Stated goal 1 — From the passage on women in prison, list every numerical figure it cites, with what each one measures.
Stated goal 2 — Pick up the passage on women in prison after its final sentence and keep writing it.

Provided passage —
▬▬▬

Why make women a special case? First, as we heard, a high percentage of women prisoners have been victims of violent crime themselves—domestic or child sexual abuse. Women are often primary carers for disabled or elderly relatives and, as we heard, an estimated 18,000 children per year are affected by their mothers being sent to prison. Only 5% of those children remain in their own home. While many are cared for by friends and relatives, some are taken into care. Taking a child into care all too often condemns them to a life of underachievement. Research suggests that children with an imprisoned parent are three times more likely to have mental health problems or to engage in anti-social behaviour. How can you learn in school when you are frightened and confused about what is happening at home? Nearly two-thirds of boys who have a parent in prison will go on to commit some kind of crime themselves.

▬▬▬

Data segment —
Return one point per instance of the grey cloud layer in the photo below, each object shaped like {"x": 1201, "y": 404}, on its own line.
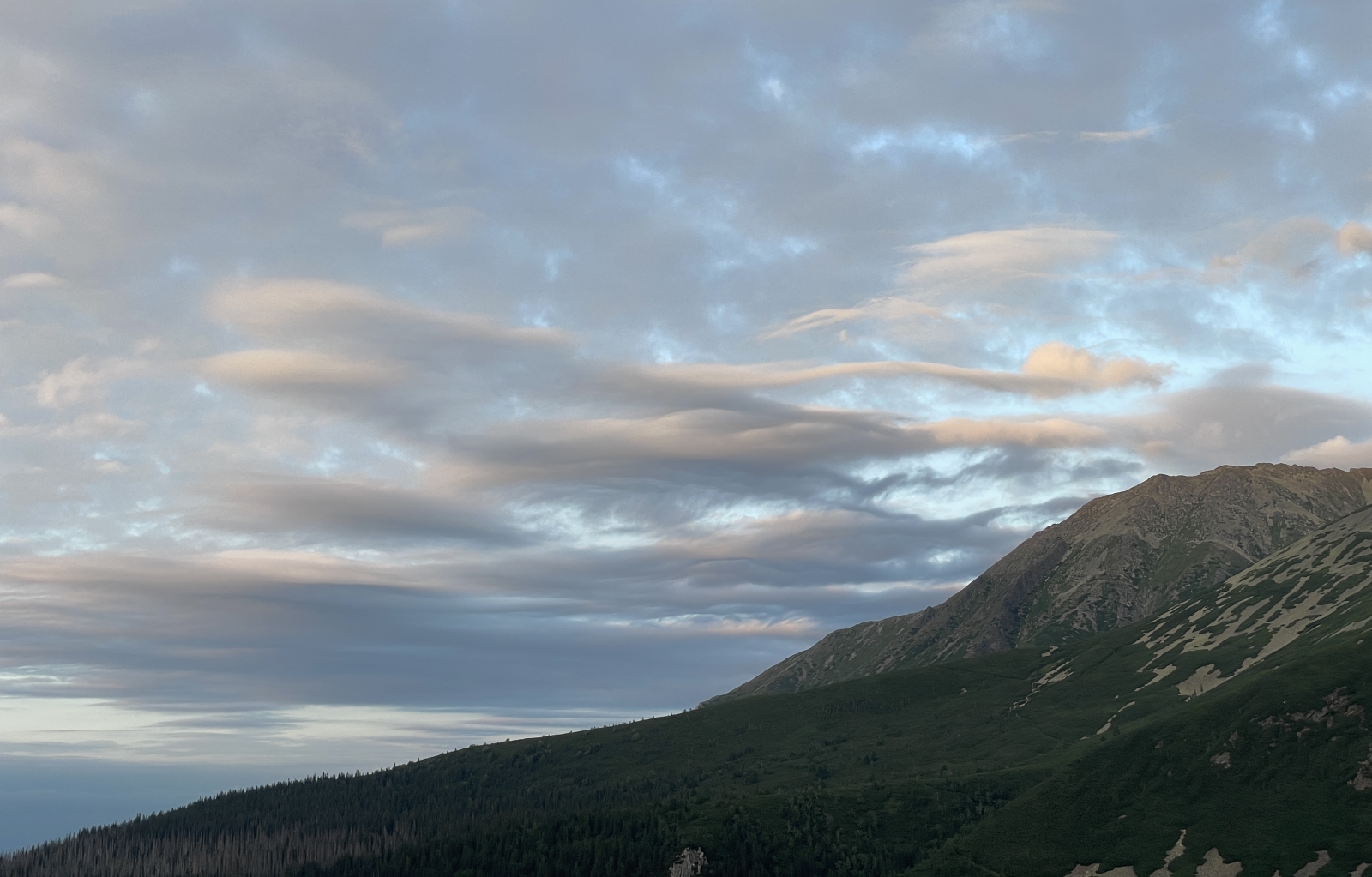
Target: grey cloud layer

▬▬▬

Reply 1 —
- 18,000: the estimated number of children affected each year by their mothers being sent to prison
- 5%: the share of those children who remain in their own home
- Three times: how much more likely children with an imprisoned parent are to have mental health problems or to engage in anti-social behaviour
- Nearly two-thirds: the proportion of boys with a parent in prison who go on to commit some kind of crime themselves

Reply 2 —
The consequences for the woman herself are devastating. There is a very high incidence of self-harm in prison. Visiting Holloway, we met the “listeners”—those prisoners there for others to talk to—and got some understanding of all this. Imagine, as a mother, what it is like to be in prison and hear that your small child is unhappy and missing you or, even worse, that they will be removed from the family and never see you again. It was felt that, for both social and economic reasons, alternatives to prison should be sought at every opportunity. Economically, robust community orders for low-level offences make more sense, costing between £10,000 and £15,000 per annum as opposed to more than £50,000 for a prison place, not to mention the unquantifiable ongoing social costs of, for example, children in care, creating future offenders, mental healthcare, et cetera. The positive work of the voluntarily run women’s centres was highlighted to us.
One of the most important recommendations made by the task force report is the need for sustained government leadership and oversight of women’s justice. The ministerial Advisory Board on Female Offenders is a step in the right direction but dedicated government infrastructure such as a women’s justice commission would probably enable us to halve women’s prison numbers, thus enabling some closures of prisons and the reduction of reoffending. This model has already proved transformative with youth justice.
This subject is not new. The 2007 review by the noble Baroness, Lady Corston, recommended reducing the women’s prison population. I hope that some progress can truly be made. I look forward to hearing my noble friend the Minister’s response.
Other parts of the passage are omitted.